Task instructions:
Copy the material below line for line, with no changes.

Data to process:
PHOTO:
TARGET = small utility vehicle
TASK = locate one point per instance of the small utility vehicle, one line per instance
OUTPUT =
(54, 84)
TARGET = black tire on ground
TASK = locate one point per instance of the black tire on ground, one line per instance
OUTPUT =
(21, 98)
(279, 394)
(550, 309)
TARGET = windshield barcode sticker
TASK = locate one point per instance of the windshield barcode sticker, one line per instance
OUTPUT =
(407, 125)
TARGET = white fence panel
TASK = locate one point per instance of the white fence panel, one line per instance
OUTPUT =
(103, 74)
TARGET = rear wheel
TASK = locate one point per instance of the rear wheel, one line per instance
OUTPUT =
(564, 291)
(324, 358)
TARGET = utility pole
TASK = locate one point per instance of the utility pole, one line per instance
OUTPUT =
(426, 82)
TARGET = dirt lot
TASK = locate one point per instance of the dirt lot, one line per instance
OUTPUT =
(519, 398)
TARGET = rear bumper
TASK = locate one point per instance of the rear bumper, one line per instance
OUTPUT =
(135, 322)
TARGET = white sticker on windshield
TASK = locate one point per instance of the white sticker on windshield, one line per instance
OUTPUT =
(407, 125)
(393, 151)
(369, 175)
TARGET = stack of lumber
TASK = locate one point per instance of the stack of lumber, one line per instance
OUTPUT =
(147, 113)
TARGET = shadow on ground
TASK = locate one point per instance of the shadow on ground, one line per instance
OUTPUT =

Written solution:
PHOTO:
TARGET = small utility vehicle
TASK = locate one point per instance of the small utility vehicle, one line per instance
OUTPUT =
(54, 84)
TARGET = black tire on ground
TASK = locate one point per instance of the black tire on ground, one line per instance
OUTPUT =
(21, 98)
(279, 394)
(550, 309)
TARGET = windshield barcode sticker
TASK = locate one point per instance of the windshield barcode sticker, one line per instance
OUTPUT =
(407, 125)
TARGET = white fence panel
TASK = locate one point per instance of the white fence panel, one line per instance
OUTPUT =
(103, 74)
TARGET = rear wheel
TASK = locate one point per instance of the rear wheel, one line per instance
OUTPUT =
(564, 291)
(324, 358)
TARGET = utility pole
TASK = locate one point per instance of the utility pole, one line per instance
OUTPUT =
(426, 82)
TARGET = dirt lot
TASK = locate one point per instance of the dirt lot, one line per instance
OUTPUT =
(519, 398)
TARGET = rear bumper
TASK = locate one point per instance of the rear bumper, one line per instance
OUTPUT =
(135, 322)
TARGET = white sticker on windshield
TASK = locate one point per instance of the white sticker on windshield, one line per instance
OUTPUT =
(407, 125)
(393, 151)
(369, 175)
TARGET = stack of lumber
TASK = locate one point per instance of the stack of lumber, one line per instance
OUTPUT =
(147, 113)
TARGET = shadow on ground
TASK = locate one point per instance of the shadow on ground, one line per instance
OUTPUT =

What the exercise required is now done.